[Stored data entries]
━━━━
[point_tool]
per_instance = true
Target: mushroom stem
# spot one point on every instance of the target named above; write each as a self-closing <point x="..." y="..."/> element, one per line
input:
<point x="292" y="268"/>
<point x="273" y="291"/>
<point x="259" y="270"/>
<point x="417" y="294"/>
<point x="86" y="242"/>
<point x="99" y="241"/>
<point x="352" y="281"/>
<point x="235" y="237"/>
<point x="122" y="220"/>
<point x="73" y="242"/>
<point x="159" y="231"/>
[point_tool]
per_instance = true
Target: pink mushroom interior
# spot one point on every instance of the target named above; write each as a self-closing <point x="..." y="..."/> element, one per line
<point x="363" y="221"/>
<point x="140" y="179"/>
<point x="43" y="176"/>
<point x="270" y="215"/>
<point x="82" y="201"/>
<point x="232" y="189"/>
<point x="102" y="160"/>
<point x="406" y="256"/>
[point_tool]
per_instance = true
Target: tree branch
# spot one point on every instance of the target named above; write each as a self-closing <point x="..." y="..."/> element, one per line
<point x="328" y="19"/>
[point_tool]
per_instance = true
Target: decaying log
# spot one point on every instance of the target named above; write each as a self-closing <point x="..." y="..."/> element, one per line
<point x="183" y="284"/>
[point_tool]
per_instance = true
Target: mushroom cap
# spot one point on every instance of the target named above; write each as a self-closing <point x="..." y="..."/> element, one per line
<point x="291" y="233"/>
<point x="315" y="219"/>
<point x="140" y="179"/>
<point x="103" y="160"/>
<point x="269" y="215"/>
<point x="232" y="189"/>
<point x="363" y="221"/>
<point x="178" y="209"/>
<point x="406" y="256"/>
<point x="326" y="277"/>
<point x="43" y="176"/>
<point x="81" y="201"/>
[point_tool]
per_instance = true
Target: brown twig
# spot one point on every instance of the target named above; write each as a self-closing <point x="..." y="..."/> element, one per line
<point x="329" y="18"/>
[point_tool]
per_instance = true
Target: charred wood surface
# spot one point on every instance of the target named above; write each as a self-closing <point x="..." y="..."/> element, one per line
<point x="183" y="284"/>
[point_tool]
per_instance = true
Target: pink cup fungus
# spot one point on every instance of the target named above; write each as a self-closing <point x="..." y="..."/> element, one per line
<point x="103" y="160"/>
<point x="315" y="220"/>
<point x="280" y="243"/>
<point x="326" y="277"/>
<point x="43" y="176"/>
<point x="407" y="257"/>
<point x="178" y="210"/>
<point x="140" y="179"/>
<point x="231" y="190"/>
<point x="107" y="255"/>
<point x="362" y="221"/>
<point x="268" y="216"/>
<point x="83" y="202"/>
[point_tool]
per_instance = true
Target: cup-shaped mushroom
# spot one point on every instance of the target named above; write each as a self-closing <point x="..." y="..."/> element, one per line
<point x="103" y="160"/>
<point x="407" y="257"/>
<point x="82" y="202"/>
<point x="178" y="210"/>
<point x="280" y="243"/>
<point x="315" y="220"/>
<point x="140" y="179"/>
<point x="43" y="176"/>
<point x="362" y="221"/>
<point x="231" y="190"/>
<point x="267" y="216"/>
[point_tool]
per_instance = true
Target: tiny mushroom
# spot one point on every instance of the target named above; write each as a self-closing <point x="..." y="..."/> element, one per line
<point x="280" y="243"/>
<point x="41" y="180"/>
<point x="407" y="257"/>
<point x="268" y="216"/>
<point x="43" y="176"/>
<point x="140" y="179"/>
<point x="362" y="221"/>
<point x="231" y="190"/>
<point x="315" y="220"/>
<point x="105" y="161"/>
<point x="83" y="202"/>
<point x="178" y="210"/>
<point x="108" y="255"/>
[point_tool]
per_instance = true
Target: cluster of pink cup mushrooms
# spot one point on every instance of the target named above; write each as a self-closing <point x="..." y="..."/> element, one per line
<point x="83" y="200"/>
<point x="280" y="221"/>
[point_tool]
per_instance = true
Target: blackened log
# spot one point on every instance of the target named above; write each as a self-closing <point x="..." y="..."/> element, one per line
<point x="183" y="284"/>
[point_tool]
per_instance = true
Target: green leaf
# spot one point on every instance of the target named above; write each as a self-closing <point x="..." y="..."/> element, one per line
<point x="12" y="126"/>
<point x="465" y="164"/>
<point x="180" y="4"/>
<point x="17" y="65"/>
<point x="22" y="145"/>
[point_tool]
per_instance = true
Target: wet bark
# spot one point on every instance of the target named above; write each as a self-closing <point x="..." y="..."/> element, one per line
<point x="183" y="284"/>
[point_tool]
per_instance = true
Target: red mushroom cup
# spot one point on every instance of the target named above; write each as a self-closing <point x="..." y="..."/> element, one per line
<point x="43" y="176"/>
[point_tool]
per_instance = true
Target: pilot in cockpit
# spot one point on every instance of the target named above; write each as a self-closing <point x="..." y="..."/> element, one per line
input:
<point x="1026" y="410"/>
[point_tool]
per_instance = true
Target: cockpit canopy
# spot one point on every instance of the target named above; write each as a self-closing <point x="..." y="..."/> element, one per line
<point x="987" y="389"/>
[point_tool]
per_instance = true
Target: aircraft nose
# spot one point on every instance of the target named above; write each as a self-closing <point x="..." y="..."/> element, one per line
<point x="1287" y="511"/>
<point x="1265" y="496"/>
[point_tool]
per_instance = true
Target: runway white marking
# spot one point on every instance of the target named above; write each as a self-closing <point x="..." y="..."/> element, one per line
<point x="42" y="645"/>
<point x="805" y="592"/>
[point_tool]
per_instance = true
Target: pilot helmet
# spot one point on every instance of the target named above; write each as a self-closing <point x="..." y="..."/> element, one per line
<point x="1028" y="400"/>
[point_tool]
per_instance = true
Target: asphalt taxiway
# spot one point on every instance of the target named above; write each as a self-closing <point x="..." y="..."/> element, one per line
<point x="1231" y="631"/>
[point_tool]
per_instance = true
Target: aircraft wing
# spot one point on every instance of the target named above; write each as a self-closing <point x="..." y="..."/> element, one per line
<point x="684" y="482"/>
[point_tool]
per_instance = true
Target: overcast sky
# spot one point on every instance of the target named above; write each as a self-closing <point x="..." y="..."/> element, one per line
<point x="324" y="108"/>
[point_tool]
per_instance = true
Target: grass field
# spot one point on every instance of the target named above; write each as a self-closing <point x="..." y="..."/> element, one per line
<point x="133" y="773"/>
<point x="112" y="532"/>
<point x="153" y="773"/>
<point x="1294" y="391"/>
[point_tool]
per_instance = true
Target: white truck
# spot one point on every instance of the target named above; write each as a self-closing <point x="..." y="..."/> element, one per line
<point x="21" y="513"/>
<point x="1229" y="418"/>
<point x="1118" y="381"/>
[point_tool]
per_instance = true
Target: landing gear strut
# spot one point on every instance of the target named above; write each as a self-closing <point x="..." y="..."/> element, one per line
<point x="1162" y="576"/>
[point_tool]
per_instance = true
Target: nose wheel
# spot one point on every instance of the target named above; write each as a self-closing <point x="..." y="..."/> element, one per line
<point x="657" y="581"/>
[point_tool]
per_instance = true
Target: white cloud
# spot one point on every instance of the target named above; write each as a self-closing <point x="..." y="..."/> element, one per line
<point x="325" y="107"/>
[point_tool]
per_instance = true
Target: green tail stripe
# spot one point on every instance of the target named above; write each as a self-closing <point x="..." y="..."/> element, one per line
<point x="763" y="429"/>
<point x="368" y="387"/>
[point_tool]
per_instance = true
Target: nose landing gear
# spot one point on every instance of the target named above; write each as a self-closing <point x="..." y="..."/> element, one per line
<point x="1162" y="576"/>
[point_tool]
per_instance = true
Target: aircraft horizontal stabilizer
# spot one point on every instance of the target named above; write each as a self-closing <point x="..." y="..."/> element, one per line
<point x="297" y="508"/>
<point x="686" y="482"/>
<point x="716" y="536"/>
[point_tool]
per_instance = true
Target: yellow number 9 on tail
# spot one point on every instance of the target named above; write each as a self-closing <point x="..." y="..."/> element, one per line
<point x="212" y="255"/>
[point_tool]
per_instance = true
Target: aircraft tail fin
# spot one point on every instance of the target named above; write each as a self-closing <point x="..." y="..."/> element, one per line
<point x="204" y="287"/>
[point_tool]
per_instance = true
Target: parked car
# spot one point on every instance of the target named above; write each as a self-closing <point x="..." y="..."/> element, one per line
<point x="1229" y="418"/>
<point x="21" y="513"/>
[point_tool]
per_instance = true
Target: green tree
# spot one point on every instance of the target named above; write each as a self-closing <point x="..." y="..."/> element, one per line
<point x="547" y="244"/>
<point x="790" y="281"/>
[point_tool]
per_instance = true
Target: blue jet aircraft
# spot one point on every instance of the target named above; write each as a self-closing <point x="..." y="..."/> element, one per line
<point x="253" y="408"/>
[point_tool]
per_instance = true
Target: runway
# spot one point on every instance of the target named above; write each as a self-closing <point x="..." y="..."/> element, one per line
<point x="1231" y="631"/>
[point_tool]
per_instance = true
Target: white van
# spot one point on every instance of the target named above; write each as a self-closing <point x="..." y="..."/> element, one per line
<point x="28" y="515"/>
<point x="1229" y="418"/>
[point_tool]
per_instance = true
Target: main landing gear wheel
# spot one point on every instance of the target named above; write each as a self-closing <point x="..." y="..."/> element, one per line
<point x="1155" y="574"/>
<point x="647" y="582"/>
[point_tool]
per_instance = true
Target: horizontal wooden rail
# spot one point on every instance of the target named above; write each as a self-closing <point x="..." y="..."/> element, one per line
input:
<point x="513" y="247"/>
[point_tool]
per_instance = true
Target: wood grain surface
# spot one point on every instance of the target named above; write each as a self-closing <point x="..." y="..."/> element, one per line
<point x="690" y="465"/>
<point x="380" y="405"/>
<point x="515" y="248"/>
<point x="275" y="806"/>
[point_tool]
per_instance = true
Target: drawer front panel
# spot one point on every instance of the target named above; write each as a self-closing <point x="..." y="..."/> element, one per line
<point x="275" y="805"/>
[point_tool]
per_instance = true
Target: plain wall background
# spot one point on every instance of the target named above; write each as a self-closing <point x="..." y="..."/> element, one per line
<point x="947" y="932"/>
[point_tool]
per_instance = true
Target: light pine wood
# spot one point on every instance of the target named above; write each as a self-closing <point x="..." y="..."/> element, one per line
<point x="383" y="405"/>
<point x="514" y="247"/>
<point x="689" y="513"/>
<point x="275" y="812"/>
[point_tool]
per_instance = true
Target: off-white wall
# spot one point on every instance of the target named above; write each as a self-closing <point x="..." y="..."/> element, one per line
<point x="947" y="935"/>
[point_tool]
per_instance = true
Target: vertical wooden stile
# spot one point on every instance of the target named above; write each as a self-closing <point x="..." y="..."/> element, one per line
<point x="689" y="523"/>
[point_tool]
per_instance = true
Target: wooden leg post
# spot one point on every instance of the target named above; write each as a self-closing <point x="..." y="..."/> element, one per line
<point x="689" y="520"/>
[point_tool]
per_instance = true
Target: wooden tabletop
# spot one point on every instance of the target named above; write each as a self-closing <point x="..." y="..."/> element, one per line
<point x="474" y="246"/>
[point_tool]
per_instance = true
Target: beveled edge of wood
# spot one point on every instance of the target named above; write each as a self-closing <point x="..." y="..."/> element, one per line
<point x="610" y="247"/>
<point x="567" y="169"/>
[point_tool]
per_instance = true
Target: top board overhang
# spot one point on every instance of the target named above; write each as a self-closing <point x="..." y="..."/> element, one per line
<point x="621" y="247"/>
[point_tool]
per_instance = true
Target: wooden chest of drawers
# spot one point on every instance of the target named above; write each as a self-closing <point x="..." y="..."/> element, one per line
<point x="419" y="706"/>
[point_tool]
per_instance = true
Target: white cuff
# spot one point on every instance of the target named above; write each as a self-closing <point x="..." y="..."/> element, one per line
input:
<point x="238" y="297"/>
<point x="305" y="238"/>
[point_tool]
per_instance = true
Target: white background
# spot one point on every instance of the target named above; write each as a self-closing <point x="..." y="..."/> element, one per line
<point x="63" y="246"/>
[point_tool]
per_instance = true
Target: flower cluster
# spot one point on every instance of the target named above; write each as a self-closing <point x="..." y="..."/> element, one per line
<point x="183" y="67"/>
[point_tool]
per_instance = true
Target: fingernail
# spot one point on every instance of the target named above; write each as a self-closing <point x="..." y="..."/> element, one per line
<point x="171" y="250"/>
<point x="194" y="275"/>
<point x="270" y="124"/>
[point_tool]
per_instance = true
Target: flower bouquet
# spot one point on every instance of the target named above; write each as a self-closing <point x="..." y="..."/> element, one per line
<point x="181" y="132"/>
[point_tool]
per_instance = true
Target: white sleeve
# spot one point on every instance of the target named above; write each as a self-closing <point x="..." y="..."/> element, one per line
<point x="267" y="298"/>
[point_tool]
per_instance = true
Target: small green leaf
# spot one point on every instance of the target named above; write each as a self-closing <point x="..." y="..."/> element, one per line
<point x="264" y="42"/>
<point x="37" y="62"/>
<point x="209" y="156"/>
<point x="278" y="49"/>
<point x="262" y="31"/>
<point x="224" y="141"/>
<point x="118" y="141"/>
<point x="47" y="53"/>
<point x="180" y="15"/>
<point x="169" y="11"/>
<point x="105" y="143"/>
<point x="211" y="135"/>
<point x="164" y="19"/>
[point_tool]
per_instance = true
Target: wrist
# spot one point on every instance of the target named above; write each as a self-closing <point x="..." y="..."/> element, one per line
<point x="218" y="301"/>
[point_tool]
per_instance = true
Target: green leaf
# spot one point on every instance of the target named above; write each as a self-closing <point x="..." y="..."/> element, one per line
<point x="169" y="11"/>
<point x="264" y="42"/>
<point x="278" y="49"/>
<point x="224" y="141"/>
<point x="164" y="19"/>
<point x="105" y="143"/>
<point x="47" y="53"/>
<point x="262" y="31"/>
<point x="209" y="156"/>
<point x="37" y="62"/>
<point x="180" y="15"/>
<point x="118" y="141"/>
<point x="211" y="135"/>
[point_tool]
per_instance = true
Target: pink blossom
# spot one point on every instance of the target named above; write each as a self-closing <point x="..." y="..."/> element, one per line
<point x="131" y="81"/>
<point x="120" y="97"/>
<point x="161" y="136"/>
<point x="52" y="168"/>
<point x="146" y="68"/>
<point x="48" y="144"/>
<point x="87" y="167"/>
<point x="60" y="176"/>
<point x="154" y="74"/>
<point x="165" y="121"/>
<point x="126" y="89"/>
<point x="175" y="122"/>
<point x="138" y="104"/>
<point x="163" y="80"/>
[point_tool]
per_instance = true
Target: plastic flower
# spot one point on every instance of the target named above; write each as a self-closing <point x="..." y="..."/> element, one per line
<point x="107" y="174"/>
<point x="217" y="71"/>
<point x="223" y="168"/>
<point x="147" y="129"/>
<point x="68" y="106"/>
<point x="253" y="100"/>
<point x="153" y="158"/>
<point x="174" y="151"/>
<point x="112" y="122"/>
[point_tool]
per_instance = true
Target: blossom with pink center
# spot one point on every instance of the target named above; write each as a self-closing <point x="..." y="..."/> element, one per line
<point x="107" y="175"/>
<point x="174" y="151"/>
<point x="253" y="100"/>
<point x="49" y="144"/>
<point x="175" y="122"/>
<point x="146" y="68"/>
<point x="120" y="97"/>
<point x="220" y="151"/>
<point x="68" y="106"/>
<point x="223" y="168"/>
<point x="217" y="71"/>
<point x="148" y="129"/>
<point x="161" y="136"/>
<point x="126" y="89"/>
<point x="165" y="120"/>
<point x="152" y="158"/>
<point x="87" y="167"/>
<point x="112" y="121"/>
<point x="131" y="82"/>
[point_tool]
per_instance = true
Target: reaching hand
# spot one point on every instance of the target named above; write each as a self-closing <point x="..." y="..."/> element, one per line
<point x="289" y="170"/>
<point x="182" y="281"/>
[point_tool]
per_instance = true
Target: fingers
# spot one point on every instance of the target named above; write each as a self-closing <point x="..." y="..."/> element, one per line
━━━━
Exercise objective:
Gather every line from the records above that contains the string "wheel", matching case exactly.

Correct answer:
Target: nose wheel
Target: main landing gear wheel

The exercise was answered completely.